> WRITTEN TASK: Starting at the line that contains "TARGET = man's gloved hand", quote each line exactly through the last line of the entries, both included.

> DATA SUPPLIED:
┄┄┄┄┄┄┄┄┄┄
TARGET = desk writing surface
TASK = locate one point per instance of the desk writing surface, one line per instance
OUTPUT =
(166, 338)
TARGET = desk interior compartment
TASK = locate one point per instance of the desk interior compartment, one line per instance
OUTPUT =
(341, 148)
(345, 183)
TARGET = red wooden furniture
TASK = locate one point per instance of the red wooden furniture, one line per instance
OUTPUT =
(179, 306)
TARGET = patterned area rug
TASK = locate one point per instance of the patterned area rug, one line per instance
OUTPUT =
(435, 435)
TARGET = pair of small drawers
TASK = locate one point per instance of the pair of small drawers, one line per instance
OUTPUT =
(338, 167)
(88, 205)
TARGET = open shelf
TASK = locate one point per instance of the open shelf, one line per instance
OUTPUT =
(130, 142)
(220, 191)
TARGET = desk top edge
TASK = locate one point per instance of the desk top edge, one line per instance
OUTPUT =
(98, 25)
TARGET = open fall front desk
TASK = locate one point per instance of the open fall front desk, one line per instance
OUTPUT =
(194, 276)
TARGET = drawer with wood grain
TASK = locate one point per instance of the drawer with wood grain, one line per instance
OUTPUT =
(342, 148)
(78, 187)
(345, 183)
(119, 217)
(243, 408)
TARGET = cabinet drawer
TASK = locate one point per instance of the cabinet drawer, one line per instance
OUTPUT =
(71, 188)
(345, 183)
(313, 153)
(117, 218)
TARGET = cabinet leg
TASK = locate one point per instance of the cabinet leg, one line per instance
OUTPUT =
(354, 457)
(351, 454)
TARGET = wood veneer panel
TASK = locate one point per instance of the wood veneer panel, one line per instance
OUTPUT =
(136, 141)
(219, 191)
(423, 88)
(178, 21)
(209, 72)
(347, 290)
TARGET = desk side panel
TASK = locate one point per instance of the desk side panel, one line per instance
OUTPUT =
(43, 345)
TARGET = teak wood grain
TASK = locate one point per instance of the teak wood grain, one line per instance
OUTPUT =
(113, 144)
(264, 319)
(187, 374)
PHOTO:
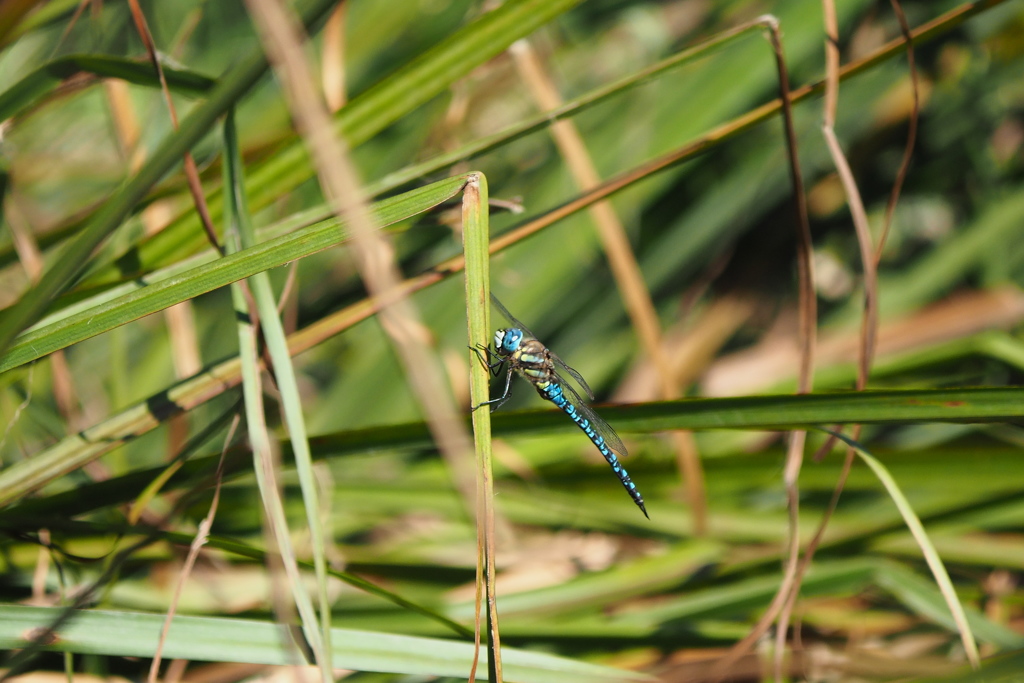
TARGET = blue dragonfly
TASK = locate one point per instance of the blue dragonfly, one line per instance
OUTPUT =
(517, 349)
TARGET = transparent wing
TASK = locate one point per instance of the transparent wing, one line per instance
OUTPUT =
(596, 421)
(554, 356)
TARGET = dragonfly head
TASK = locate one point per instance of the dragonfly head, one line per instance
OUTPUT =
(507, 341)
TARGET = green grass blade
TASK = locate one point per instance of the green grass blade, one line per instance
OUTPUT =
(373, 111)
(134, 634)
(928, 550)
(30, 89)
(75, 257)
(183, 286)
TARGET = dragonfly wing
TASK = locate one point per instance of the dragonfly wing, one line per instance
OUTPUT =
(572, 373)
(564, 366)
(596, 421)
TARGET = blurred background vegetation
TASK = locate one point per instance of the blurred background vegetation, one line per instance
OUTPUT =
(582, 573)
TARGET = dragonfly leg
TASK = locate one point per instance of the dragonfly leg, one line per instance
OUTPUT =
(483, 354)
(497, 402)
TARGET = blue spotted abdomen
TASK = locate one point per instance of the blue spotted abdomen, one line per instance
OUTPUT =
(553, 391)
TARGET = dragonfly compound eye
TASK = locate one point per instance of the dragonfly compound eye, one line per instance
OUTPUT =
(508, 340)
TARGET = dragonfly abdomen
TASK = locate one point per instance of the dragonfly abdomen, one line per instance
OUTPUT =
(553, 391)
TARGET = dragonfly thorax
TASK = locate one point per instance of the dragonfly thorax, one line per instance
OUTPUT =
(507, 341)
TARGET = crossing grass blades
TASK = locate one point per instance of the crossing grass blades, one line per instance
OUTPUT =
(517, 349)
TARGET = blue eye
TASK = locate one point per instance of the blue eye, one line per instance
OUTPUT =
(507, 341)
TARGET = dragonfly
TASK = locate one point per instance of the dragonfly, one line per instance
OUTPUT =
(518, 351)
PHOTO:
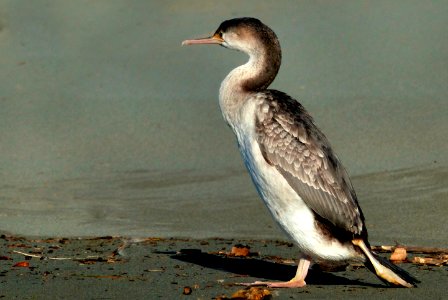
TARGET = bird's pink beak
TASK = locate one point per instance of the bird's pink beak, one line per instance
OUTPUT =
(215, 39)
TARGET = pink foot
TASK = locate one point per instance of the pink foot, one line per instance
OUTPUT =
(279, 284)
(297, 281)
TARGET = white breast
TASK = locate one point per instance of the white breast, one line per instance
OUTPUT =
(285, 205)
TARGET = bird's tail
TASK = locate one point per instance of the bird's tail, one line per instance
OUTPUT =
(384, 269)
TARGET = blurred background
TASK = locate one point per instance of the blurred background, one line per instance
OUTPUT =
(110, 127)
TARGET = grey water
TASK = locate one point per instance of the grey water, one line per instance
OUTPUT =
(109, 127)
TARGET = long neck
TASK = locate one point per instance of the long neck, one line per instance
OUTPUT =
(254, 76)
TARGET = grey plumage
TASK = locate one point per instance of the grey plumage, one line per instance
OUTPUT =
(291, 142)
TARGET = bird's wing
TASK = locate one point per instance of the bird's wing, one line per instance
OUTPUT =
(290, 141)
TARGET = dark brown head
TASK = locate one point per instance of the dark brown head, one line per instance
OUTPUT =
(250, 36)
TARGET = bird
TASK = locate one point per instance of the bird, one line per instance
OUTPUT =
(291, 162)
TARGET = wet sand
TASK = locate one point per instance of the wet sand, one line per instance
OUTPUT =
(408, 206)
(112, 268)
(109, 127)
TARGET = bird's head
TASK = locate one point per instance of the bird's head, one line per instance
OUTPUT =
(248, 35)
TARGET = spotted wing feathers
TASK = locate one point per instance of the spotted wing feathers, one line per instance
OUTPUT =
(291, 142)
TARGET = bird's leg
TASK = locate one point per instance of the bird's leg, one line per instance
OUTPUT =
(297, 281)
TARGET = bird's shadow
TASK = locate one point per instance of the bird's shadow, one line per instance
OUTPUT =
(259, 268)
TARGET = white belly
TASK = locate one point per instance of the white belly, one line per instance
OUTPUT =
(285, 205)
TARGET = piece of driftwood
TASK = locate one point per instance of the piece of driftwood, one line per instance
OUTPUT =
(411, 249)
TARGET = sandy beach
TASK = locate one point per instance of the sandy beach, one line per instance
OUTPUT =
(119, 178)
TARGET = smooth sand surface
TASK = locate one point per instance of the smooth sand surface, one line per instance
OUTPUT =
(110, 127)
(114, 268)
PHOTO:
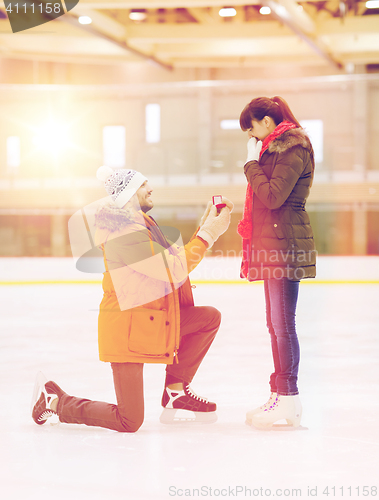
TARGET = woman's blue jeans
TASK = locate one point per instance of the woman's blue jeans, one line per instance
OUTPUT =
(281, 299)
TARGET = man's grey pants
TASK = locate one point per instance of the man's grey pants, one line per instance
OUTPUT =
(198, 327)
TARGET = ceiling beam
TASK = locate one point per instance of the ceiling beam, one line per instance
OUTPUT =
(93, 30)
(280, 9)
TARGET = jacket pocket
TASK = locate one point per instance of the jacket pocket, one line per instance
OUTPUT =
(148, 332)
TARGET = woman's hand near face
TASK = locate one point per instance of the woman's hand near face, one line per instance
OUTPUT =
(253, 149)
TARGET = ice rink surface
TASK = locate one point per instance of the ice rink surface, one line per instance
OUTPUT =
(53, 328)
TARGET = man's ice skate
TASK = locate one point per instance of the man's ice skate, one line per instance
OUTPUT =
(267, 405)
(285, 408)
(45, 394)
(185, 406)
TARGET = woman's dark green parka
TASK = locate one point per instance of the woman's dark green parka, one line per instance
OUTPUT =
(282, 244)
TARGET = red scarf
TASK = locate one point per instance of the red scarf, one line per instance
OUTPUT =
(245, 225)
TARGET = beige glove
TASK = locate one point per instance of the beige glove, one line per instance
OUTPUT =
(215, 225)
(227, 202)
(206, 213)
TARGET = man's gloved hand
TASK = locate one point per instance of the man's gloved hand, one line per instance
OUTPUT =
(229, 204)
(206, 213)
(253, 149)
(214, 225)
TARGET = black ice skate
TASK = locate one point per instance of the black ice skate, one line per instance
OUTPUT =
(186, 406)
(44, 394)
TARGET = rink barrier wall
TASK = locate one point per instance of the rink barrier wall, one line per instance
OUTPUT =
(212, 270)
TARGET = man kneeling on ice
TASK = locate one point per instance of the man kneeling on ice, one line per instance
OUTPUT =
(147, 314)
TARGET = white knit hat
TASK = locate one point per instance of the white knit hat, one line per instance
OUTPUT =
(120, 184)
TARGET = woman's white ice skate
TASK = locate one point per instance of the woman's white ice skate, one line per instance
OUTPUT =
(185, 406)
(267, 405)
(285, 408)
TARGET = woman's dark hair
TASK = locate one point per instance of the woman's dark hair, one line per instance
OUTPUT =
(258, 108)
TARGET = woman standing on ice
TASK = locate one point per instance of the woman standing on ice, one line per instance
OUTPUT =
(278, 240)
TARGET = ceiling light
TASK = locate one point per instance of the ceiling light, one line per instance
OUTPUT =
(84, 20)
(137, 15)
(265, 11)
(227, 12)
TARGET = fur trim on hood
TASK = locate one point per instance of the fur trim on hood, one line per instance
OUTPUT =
┄┄┄┄┄┄┄┄┄┄
> RESULT OF THIS TASK:
TARGET = man's gloved hand
TASK = locate one point per instance of the man's gloved hand, one line per instance
OUTPUT =
(229, 204)
(206, 213)
(253, 149)
(214, 225)
TARGET = black ice skate
TASK = locate one point per instance of the black ice skate, one line per instance
OUTPUT =
(186, 406)
(44, 394)
TARGET = rink barrier wall
TASK = locate one point per instance of the rink barrier wall, one line per instance
OUTPUT =
(212, 270)
TARGET = man kneeling on ice
TASK = locate one point per instance of the man kneeling on ice, one line per instance
OUTPUT =
(147, 314)
TARGET = white knit hat
TASK = locate one point per instance of the white knit hat, one line per instance
OUTPUT =
(120, 184)
TARGET = woman's white ice skate
TASK = locate one point per instance of the woman's white ice skate, one line per instance
OUTPUT =
(185, 406)
(267, 405)
(285, 408)
TARGET = woman's dark hair
TASK = locate one point per instance of the woman's dark hair, one line per instance
OUTPUT =
(258, 108)
TARGET = woman standing on ice
TASK = locate one point per instance of the woman standing on ice, one line per instance
OUTPUT =
(278, 240)
TARGET = ceiling light
TASK = locate one point per instance of the ceiling light, one line per instance
OUTPUT =
(84, 20)
(137, 15)
(265, 11)
(227, 12)
TARGET = fur trim on hood
TASK = locate one point per instance of the fur trim on hood, one line per instance
OUTPUT =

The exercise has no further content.